[WHAT TO WORK ON] Every record, from the first line to the last, needs to be given again exactly.

[RECORDED DATA — start]

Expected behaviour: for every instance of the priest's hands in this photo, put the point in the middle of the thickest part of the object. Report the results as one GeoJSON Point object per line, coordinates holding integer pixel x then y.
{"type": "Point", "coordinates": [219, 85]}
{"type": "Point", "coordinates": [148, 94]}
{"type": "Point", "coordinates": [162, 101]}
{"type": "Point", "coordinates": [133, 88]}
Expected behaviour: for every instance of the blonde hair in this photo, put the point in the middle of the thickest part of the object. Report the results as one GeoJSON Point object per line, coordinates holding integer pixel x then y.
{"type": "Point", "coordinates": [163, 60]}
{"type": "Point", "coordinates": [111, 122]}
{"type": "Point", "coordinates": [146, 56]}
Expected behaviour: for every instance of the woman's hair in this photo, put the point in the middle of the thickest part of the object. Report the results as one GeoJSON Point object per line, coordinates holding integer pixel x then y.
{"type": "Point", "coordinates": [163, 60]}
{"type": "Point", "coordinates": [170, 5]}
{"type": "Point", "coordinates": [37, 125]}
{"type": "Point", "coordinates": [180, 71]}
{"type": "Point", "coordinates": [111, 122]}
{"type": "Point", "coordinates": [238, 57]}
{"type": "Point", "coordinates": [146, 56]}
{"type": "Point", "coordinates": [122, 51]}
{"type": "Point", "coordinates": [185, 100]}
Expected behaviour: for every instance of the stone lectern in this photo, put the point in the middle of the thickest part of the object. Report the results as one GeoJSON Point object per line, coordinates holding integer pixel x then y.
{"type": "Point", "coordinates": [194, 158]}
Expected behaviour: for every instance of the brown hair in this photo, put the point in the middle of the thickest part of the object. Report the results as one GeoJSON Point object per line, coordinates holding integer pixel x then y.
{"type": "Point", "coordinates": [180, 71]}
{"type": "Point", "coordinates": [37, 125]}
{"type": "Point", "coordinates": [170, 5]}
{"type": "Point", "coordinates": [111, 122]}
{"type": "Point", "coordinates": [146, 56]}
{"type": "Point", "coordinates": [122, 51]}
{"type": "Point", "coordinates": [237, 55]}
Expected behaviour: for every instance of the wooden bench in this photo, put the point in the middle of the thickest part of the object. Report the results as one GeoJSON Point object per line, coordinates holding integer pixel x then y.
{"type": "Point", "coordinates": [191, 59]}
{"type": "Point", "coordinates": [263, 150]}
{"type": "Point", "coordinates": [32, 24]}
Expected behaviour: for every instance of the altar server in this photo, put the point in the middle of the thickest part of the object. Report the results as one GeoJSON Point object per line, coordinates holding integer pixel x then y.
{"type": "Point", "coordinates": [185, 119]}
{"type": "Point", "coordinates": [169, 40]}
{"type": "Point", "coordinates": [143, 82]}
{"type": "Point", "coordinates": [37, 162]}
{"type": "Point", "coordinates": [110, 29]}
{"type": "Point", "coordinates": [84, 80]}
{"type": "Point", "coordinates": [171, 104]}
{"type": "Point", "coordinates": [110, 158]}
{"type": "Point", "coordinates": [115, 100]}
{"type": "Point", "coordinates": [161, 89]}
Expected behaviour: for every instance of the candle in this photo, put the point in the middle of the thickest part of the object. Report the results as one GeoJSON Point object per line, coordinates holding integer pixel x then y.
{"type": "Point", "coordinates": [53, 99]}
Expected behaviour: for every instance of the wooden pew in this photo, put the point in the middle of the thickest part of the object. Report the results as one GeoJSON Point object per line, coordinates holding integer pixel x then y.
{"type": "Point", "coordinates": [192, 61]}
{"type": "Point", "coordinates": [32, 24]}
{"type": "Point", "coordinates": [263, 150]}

[RECORDED DATA — finish]

[EXERCISE RESPONSE]
Expected behaviour: for every instance of the priest's hands in this photo, put the point in the middle of the thickest part of the object. Report the results as one GeoJSON Point object per line, coordinates holding integer pixel x then y.
{"type": "Point", "coordinates": [219, 85]}
{"type": "Point", "coordinates": [148, 94]}
{"type": "Point", "coordinates": [162, 101]}
{"type": "Point", "coordinates": [133, 88]}
Expected behaviour: for every instance of the blonde hair in this photo, put the point in the middle of the thickest part of the object. Report the results as one GeoJSON Point object per line, coordinates holding integer pixel x then y.
{"type": "Point", "coordinates": [163, 60]}
{"type": "Point", "coordinates": [111, 122]}
{"type": "Point", "coordinates": [146, 56]}
Expected behaviour: for every instance of the woman's hair in this photo, put the point in the middle of the thickest part of the object. Report the results as one GeoJSON Point object per line, coordinates holding integer pixel x then y.
{"type": "Point", "coordinates": [163, 60]}
{"type": "Point", "coordinates": [170, 5]}
{"type": "Point", "coordinates": [37, 125]}
{"type": "Point", "coordinates": [180, 71]}
{"type": "Point", "coordinates": [111, 122]}
{"type": "Point", "coordinates": [238, 57]}
{"type": "Point", "coordinates": [146, 56]}
{"type": "Point", "coordinates": [122, 51]}
{"type": "Point", "coordinates": [185, 100]}
Expected behaviour: for every instance of the stone lectern in this photo, put the point in the middle of the thickest part of the object. Report the results as one GeoJSON Point object per line, coordinates holding integer pixel x then y.
{"type": "Point", "coordinates": [194, 158]}
Expected behaviour: for every instance of the brown hair in this photo, put the point in the middle of the thickest part of the object. Report the results as one GeoJSON Point object per line, coordinates holding integer pixel x then y.
{"type": "Point", "coordinates": [180, 71]}
{"type": "Point", "coordinates": [37, 125]}
{"type": "Point", "coordinates": [170, 5]}
{"type": "Point", "coordinates": [111, 122]}
{"type": "Point", "coordinates": [146, 56]}
{"type": "Point", "coordinates": [122, 51]}
{"type": "Point", "coordinates": [237, 55]}
Expected behaviour: for every instance of the wooden bench in this photo, put the point in the middle of the thickest part of the object. Report the results as one GeoJSON Point object per line, coordinates holding integer pixel x then y.
{"type": "Point", "coordinates": [191, 59]}
{"type": "Point", "coordinates": [263, 150]}
{"type": "Point", "coordinates": [32, 24]}
Expected behaviour: for every instance of the altar server in this photo, put the point in the middle of the thickest part of the object. Report the results as one GeoJSON Point object per line, coordinates holding integer pixel x then y.
{"type": "Point", "coordinates": [185, 119]}
{"type": "Point", "coordinates": [169, 40]}
{"type": "Point", "coordinates": [143, 82]}
{"type": "Point", "coordinates": [37, 162]}
{"type": "Point", "coordinates": [110, 29]}
{"type": "Point", "coordinates": [84, 80]}
{"type": "Point", "coordinates": [171, 104]}
{"type": "Point", "coordinates": [110, 158]}
{"type": "Point", "coordinates": [115, 100]}
{"type": "Point", "coordinates": [161, 89]}
Expected behaviour: for every instance of the candle in this photo, put the point in the middle of the thickest part of the object. Report the results as one GeoJSON Point object per line, coordinates holding integer pixel x then y.
{"type": "Point", "coordinates": [53, 99]}
Expected behaviour: for every instance of the wooden pew in this photo, put the point in the middle of the thickest part of the object. Report the results as one GeoJSON Point object per line, coordinates holding integer pixel x then y.
{"type": "Point", "coordinates": [192, 61]}
{"type": "Point", "coordinates": [32, 24]}
{"type": "Point", "coordinates": [263, 150]}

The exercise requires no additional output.